Data under study START
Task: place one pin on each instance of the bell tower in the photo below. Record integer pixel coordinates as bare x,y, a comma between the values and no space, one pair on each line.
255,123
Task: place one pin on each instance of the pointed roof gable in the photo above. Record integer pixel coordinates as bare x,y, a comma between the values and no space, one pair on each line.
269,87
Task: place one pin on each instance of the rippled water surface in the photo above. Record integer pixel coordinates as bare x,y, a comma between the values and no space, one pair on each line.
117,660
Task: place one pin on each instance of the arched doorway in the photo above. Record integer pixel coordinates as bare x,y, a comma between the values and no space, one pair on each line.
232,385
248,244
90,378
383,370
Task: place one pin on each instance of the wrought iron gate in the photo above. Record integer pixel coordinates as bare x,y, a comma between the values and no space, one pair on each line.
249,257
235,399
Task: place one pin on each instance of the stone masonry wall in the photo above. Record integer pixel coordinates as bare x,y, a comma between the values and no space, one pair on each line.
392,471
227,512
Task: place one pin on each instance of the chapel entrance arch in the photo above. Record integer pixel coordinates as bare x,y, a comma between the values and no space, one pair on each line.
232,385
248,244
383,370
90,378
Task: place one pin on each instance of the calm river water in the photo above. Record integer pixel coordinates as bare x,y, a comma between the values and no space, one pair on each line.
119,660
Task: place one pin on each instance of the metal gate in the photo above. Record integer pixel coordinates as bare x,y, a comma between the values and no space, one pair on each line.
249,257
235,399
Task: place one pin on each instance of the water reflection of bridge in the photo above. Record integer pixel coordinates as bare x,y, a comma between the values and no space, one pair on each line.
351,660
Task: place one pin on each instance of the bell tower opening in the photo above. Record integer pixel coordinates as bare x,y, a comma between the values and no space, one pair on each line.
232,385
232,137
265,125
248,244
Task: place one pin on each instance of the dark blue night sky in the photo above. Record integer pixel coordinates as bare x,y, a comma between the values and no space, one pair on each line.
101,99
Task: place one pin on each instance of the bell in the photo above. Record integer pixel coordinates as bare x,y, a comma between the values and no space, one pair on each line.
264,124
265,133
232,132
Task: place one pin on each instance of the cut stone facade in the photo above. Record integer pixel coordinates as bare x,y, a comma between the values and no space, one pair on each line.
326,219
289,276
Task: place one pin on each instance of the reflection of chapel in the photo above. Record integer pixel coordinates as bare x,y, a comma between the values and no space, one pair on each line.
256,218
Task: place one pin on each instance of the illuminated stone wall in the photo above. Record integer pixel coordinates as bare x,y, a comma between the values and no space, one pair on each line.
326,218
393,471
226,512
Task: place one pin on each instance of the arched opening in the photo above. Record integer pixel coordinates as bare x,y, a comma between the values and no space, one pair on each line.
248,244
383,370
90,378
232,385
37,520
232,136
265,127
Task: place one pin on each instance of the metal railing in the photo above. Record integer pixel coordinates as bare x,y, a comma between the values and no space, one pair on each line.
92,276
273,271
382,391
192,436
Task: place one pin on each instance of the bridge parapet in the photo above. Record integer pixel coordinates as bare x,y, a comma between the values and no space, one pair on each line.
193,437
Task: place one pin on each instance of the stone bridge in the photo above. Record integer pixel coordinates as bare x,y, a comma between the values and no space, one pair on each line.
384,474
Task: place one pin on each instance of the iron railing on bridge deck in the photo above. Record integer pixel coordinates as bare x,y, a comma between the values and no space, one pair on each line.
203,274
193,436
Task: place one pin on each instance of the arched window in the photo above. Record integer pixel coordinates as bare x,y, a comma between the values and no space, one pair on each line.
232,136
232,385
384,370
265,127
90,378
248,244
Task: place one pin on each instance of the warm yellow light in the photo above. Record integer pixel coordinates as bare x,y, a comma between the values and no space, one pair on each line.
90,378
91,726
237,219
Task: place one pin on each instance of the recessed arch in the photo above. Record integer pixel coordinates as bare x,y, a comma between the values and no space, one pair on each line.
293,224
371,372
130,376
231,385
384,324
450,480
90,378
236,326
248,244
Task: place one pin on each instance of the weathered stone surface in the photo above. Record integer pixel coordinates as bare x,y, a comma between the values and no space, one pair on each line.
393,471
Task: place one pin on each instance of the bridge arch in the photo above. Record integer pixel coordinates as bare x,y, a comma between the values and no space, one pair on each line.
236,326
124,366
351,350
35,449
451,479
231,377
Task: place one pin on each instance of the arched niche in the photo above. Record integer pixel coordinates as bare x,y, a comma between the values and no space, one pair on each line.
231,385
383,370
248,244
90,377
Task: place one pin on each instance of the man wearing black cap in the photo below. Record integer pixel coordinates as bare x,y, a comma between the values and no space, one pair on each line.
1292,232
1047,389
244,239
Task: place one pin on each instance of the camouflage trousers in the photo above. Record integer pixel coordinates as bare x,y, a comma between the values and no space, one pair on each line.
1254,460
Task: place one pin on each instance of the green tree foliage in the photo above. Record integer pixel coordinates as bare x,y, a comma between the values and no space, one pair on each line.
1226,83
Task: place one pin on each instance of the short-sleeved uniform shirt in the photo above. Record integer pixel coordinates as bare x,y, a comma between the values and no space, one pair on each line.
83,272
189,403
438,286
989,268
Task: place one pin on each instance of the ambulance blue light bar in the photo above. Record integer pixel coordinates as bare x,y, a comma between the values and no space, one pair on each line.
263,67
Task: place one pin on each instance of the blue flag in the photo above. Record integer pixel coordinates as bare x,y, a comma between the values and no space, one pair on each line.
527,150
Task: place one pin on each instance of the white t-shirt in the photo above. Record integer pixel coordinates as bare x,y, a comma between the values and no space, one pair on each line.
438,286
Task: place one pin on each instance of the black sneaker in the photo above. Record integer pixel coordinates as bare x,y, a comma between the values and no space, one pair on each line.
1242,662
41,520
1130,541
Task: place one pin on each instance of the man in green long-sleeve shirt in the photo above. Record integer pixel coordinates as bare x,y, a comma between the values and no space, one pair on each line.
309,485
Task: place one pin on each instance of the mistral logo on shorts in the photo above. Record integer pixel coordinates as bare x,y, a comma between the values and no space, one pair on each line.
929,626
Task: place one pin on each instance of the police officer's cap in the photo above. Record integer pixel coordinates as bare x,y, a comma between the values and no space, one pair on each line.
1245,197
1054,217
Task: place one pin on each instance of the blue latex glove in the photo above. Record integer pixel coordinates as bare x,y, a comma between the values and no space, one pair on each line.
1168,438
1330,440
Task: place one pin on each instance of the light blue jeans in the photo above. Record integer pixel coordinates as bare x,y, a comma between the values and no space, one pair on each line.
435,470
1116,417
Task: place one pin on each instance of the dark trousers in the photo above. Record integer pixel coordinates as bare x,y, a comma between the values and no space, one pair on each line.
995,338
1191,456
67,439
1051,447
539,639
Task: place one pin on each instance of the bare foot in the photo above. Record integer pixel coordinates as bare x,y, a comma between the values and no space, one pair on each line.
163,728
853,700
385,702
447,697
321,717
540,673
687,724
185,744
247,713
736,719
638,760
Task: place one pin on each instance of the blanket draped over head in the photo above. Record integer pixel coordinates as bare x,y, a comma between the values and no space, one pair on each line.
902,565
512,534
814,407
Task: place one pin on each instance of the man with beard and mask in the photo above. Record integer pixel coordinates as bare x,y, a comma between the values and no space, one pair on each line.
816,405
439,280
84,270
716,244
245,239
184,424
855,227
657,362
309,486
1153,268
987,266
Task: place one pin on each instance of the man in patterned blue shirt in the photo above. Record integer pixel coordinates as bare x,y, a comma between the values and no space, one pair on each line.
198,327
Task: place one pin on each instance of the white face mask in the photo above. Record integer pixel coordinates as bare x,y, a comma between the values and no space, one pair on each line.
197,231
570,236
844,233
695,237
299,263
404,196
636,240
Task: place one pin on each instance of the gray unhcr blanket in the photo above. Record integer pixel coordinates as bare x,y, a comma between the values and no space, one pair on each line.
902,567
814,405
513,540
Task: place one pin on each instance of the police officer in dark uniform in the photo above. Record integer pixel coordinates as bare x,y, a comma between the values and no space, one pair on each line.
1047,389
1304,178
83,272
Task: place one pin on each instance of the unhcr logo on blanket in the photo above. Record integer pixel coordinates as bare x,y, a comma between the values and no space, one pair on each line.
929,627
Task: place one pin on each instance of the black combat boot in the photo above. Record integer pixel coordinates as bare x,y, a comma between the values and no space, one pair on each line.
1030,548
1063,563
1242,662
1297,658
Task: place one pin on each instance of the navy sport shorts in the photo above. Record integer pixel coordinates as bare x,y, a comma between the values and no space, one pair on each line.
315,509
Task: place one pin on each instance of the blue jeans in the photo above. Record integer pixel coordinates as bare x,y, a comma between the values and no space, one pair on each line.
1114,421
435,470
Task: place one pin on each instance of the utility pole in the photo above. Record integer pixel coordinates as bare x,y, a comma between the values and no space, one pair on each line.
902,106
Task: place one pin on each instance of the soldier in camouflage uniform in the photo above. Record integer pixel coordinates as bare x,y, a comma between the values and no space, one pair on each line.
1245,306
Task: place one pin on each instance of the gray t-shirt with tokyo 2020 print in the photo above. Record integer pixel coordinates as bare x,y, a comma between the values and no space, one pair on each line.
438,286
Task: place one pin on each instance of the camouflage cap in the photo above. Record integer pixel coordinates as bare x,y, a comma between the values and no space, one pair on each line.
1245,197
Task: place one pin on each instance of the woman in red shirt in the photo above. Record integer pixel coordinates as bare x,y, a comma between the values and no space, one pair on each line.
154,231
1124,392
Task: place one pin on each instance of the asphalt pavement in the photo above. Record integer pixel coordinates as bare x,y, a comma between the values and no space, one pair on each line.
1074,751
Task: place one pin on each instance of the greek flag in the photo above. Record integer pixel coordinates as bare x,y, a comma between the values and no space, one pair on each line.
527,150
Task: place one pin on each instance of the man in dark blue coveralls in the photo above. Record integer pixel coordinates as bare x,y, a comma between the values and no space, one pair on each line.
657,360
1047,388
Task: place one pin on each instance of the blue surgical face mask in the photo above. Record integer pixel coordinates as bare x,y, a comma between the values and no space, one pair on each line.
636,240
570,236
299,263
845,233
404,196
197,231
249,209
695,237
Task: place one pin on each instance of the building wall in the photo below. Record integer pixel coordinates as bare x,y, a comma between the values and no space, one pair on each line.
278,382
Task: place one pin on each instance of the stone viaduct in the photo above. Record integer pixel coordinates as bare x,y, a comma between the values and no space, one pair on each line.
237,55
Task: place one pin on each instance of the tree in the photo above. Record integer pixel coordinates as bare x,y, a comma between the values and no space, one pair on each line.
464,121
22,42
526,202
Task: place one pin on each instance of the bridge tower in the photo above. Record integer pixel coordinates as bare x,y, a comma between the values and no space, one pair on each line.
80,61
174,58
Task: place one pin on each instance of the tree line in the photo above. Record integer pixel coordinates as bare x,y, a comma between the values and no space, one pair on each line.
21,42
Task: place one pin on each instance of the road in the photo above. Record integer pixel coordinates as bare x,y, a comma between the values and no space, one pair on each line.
Data under study END
> Exercise brief: The reply must consist solely of the lines from the one containing "Task: place one pin on each instance of the blue surgical" through the last line of the data, reproduced exactly.

> Task result:
Task: place one pin on each instance of the blue surgical face mask in the photo above. Record integer pixel coordinates as bare x,y, a comma between the values and no space, one pair on each line.
636,240
570,236
299,263
845,233
404,196
197,231
249,209
695,237
Task: place one pin on each instance of the building wall in the photo below. Record integer pixel coordinates as bare x,y, a comma between the values and no space, one pair on each line.
278,382
Task: place one pin on each instance of the stone viaduct in the photo above. Record integer pixel coordinates as bare x,y, a comma between the values and no space, one pair on each line.
237,55
Task: place one pin on each instance of the tree in the photo above. Record integer pixel coordinates as bare x,y, a comma between the values and no space, one pair on each line.
464,121
22,42
526,202
Task: place one pin on each instance of the bridge tower in the photo above. Record integer pixel coordinates as bare x,y, a comma between the values and no space, one pair on each line.
80,61
174,58
Task: place one pin on each instance of the tree line in the photo above. Record integer pixel coordinates as bare x,y, a comma between the values and no space, one pair on each line.
21,42
Task: place one pin on each instance of the road in the photo above. Record integer pixel coordinates as bare x,y, a comma between the values and no space, one pair on each line.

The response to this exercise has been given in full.